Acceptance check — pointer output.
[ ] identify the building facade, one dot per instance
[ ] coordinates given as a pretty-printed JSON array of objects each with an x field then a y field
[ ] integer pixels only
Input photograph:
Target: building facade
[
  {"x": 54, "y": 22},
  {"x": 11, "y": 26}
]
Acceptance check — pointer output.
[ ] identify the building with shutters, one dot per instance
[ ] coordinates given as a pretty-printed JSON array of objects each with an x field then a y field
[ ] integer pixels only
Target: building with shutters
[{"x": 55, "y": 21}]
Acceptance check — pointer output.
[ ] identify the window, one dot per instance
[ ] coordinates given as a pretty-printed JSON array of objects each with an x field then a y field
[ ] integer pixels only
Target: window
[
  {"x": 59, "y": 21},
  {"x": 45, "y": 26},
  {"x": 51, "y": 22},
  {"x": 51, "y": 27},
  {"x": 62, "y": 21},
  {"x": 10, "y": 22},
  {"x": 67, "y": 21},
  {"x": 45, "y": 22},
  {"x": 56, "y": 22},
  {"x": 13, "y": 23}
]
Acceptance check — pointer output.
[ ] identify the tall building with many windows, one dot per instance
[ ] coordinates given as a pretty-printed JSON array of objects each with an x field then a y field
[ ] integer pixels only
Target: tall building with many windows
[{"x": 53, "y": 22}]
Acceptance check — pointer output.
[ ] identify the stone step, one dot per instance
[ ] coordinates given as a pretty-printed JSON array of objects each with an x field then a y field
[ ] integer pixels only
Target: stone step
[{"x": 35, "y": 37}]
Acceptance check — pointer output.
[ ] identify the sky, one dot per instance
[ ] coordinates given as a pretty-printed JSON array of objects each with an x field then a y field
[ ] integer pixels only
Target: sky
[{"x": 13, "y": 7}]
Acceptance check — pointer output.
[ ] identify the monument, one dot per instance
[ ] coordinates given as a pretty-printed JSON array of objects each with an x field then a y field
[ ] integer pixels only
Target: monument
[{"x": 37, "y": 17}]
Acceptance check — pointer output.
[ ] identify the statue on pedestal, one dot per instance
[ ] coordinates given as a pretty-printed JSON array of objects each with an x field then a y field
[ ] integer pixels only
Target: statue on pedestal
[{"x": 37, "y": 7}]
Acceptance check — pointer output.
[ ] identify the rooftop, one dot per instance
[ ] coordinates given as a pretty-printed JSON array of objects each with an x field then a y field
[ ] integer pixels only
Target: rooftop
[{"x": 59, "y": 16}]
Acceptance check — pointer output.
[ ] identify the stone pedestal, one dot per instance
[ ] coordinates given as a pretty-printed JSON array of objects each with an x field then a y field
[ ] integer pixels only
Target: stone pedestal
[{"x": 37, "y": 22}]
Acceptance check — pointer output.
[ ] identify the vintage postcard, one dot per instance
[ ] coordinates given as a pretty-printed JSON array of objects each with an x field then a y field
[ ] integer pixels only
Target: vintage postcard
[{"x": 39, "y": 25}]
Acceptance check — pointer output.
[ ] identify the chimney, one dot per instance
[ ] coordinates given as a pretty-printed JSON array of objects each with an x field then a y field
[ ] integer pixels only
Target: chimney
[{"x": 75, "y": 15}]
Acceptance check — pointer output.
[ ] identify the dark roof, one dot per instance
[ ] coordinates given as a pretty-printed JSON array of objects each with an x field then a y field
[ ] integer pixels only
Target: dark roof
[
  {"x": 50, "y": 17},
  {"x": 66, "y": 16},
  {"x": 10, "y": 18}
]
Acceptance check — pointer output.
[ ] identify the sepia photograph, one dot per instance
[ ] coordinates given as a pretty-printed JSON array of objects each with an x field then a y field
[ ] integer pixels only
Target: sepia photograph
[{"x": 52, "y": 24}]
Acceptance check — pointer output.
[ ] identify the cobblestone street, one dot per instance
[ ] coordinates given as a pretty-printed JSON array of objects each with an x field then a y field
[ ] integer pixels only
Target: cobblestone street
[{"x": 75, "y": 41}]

> **WHAT YOU HAVE TO DO**
Please make an exact copy of the lines above from the line with "Target: tall building with many windows" through the line with "[ ] identify the sky, one dot per instance", both ends included.

> **ANSWER TO THE EXERCISE**
Target: tall building with many windows
[{"x": 53, "y": 22}]
Acceptance check — pointer output.
[ ] identify the stone step, one dot per instance
[ ] coordinates given as a pretty-printed JSON array of objects each with an x field then a y field
[ ] integer pixels only
Target: stone step
[{"x": 35, "y": 37}]
Acceptance check — pointer output.
[ ] identify the sky, one dot per instance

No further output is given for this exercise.